▸ WHAT NEEDS TO BE DONE
Copy the lines of the data below word for word, starting at the line that contains "Target: bird's leg" and ending at the line that contains "(830, 1299)", with both of those lines included.

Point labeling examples
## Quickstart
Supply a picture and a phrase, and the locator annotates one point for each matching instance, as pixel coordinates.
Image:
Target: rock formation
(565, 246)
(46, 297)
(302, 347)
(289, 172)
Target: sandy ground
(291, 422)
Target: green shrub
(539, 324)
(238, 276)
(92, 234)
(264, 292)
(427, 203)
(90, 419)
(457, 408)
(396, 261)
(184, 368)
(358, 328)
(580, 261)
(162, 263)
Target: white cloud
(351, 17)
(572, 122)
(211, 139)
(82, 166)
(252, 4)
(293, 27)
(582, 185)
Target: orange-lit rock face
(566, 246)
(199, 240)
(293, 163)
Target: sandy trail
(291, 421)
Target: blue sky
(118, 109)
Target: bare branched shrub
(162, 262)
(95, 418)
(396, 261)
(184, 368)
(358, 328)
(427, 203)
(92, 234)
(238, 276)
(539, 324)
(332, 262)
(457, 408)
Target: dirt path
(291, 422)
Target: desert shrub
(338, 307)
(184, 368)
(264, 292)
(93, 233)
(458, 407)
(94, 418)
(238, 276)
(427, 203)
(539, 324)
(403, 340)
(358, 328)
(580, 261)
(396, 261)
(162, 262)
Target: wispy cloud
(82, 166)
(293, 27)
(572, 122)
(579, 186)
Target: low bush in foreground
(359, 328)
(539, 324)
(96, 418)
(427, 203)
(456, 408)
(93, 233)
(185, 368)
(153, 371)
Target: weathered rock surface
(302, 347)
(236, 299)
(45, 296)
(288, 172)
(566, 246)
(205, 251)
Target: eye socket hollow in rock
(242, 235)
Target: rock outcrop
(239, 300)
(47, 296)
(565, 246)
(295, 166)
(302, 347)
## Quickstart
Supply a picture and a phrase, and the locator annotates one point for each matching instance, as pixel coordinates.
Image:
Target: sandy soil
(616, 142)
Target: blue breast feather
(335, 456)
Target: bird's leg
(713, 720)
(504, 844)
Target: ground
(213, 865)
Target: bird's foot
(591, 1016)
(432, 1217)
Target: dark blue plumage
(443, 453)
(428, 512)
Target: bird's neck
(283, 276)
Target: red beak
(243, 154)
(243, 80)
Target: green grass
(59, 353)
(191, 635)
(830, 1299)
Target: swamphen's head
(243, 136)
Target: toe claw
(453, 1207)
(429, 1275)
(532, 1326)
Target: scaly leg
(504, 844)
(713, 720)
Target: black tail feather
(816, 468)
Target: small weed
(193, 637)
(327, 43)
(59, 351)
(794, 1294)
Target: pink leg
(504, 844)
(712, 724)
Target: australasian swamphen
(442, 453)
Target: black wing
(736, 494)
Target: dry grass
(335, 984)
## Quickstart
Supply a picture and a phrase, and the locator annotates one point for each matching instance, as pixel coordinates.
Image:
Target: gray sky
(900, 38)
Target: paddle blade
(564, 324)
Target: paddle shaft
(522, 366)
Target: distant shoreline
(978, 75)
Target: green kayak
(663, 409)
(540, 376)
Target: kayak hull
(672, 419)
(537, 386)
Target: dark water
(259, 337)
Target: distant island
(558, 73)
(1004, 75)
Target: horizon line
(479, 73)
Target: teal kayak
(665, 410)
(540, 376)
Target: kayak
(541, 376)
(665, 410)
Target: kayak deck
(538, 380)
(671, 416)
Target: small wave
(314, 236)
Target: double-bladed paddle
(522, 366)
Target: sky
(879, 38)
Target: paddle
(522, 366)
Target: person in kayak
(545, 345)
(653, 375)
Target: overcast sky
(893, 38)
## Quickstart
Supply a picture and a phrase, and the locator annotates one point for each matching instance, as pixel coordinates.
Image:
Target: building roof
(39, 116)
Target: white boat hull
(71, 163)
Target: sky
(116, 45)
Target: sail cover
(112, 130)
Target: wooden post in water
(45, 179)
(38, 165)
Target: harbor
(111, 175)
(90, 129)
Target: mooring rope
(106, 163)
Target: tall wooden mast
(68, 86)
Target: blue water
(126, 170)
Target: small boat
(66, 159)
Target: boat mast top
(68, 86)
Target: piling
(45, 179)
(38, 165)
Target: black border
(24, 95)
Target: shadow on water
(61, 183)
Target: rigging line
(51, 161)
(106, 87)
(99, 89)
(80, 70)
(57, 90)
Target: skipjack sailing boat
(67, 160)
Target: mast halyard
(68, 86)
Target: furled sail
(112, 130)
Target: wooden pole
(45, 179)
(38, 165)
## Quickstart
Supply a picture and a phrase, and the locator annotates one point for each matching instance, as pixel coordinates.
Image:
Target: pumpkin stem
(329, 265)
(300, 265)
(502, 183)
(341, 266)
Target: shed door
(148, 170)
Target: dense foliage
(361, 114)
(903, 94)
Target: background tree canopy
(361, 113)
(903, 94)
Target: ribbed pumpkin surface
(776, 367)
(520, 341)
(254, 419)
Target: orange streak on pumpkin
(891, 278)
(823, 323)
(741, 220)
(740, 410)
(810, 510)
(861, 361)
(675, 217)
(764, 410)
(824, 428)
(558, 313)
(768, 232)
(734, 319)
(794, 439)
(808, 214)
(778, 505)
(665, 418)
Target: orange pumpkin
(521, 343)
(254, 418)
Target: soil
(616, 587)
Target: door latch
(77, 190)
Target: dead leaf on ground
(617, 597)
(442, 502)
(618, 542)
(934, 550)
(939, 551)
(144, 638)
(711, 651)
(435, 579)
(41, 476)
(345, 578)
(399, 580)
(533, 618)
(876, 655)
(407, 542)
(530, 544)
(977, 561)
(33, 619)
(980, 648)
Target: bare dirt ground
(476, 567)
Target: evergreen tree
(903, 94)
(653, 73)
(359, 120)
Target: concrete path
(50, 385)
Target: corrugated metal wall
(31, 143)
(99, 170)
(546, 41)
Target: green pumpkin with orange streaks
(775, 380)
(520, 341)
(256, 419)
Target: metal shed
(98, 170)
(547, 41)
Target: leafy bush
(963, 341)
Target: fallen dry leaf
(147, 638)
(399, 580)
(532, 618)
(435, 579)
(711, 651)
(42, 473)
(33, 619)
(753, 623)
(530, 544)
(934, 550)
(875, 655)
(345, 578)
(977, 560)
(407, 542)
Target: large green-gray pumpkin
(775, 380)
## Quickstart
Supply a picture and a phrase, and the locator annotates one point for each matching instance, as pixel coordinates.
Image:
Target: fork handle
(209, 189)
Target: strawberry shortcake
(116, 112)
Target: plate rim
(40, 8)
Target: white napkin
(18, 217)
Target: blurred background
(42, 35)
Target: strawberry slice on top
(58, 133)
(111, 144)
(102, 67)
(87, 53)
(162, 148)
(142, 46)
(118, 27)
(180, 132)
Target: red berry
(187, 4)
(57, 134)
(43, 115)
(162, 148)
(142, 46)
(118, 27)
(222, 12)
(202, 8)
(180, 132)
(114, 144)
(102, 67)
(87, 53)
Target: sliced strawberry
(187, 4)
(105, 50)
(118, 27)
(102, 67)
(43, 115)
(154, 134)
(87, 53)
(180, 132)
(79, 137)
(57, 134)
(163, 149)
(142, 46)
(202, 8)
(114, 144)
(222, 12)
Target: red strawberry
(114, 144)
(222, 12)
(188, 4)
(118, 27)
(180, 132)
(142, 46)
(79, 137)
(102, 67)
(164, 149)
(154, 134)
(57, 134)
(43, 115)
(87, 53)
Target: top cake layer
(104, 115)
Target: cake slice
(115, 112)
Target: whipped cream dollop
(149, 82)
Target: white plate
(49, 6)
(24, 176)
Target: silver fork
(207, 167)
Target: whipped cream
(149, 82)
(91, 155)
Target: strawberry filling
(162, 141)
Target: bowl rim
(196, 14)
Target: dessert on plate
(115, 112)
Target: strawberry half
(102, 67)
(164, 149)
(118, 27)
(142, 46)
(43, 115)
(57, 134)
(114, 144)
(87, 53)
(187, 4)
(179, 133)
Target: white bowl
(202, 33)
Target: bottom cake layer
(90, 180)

▸ PROBLEM SOLUTION
Target: bird's leg
(713, 720)
(504, 844)
Target: ground
(213, 865)
Target: bird's foot
(591, 1016)
(432, 1217)
Target: dark blue plumage
(443, 453)
(428, 512)
Target: bird's neck
(283, 276)
Target: red beak
(243, 154)
(243, 80)
Target: green grass
(59, 353)
(191, 635)
(830, 1299)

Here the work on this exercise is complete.